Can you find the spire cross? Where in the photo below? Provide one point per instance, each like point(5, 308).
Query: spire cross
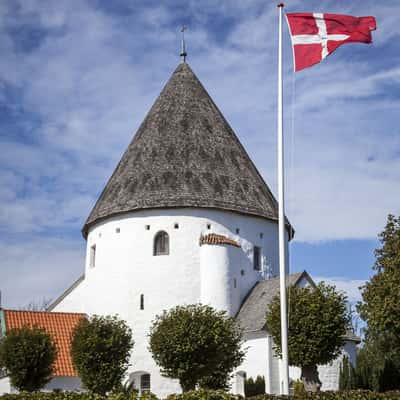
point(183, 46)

┄┄┄┄┄┄┄┄┄┄┄┄┄┄┄┄┄┄┄┄

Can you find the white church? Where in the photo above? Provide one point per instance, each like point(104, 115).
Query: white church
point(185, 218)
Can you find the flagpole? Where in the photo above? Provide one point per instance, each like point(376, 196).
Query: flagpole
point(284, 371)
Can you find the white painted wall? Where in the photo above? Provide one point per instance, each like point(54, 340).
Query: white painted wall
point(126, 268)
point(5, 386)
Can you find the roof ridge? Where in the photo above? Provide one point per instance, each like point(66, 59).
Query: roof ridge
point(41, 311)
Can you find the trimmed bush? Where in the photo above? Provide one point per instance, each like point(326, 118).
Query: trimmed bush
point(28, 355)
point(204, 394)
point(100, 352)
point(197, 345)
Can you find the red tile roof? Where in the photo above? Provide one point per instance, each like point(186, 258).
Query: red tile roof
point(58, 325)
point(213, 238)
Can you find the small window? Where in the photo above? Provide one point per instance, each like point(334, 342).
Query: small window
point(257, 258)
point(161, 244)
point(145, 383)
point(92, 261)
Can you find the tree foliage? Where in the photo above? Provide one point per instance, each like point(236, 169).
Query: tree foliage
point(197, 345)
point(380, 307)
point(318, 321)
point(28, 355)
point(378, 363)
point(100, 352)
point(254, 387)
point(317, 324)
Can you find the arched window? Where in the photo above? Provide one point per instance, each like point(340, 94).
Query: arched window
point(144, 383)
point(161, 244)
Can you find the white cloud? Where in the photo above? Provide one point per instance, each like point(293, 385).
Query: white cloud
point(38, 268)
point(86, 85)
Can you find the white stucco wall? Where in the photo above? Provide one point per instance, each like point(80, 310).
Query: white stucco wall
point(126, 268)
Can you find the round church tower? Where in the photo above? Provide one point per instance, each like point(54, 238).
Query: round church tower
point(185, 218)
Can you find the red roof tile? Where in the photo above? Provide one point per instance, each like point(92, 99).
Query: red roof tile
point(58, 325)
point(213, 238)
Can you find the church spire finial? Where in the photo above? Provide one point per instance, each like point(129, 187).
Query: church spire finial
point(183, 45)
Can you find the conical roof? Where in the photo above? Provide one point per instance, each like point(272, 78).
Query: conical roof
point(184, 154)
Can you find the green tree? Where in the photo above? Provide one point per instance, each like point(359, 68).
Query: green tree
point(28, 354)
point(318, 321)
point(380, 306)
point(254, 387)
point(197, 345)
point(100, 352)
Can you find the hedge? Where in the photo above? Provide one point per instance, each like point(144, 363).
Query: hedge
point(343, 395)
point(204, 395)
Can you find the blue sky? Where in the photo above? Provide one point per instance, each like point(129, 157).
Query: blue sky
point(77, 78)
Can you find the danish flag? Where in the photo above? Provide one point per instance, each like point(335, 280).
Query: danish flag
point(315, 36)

┄┄┄┄┄┄┄┄┄┄┄┄┄┄┄┄┄┄┄┄

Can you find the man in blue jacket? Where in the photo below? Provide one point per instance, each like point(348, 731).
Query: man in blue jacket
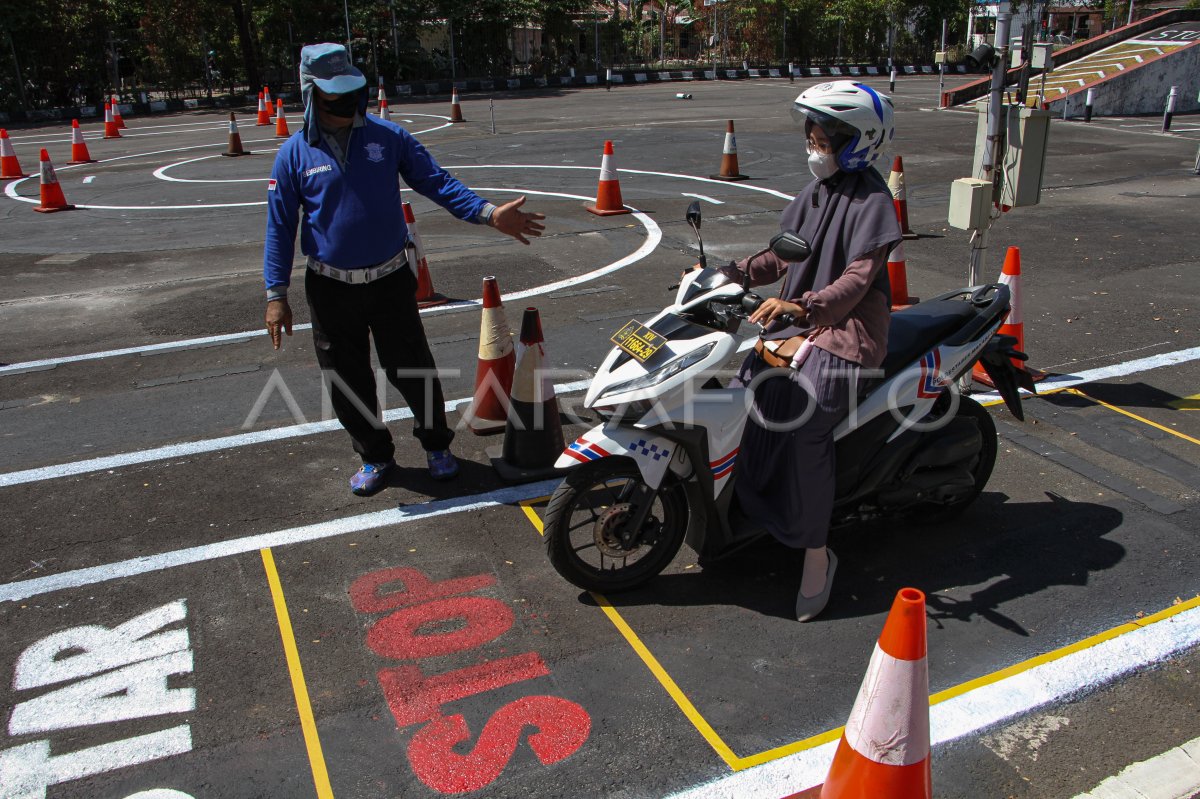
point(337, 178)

┄┄┄┄┄┄┄┄┄┄┄┄┄┄┄┄┄┄┄┄

What to produce:
Can you reproduce the items verbatim, from the line with "Can you find the spire" up to and including the line with "point(183, 46)"? Give only those lines and leave the picture out.

Finished task:
Can you find the spire cross? Where in the photo below? Provide one point per instance, each like point(5, 308).
Query: spire cross
point(183, 46)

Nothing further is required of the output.